> [EXERCISE AIM]
Could you write out the part of the profile of Dr Sania Nishtar that opens with the words containing "She served as" and closes with "next DG WHO.", substituting "interim government" for "caretaker government"?

> [PASSAGE PROVIDED]
BEGIN
Dr Sania Nishtar, a physician cardiologist from Peshawar, is among the three finalists in the running to become the next Director General (DG) of the World Health Organisation (WHO). Breaking glass ceilings for the women of our country, Dr Nishtar has collected many accolades over the span of her illustrious career – acknowledged for her transformational leadership in the health sector, she has been named the top 20 women scientists in the Muslim world in 2014 and received the Sitara-e-Imtiaz in 2005. She is also the founder of the globally recognised NGO Heartfile, considered the prevailing voice in health legislation of Pakistan and financing initiatives to support Universal Health Coverage in mixed health systems.

She served as federal minister in the caretaker government in 2003, where she left her mark in re-establishing Pakistan’s Ministry of Health, authoring Pakistan’s first compendium of health statistics and the country’s first national public health plan for Prevention and Control of Non Communicable Diseases and Health Promotion. Considering that the world is grappling with the outbreak of dangerous new diseases like the Zika Virus, her experience in this aspect has contributed to her becoming the top candidate for the WHO leader. As per latest updates she is leading the race securing 28 votes out of 34. The World Health Assembly (WHA) is set to meet in May 2017, where 196 member states will vote for the next DG WHO.
END
> [RAW DATA]
BEGIN
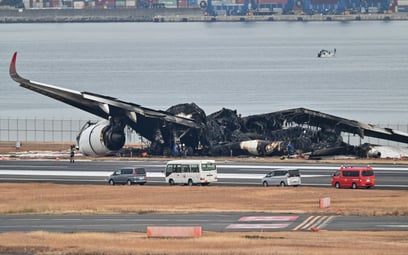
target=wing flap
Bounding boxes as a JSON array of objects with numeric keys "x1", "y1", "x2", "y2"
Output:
[{"x1": 9, "y1": 52, "x2": 200, "y2": 128}]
END
> [RESPONSE BELOW]
She served as federal minister in the interim government in 2003, where she left her mark in re-establishing Pakistan’s Ministry of Health, authoring Pakistan’s first compendium of health statistics and the country’s first national public health plan for Prevention and Control of Non Communicable Diseases and Health Promotion. Considering that the world is grappling with the outbreak of dangerous new diseases like the Zika Virus, her experience in this aspect has contributed to her becoming the top candidate for the WHO leader. As per latest updates she is leading the race securing 28 votes out of 34. The World Health Assembly (WHA) is set to meet in May 2017, where 196 member states will vote for the next DG WHO.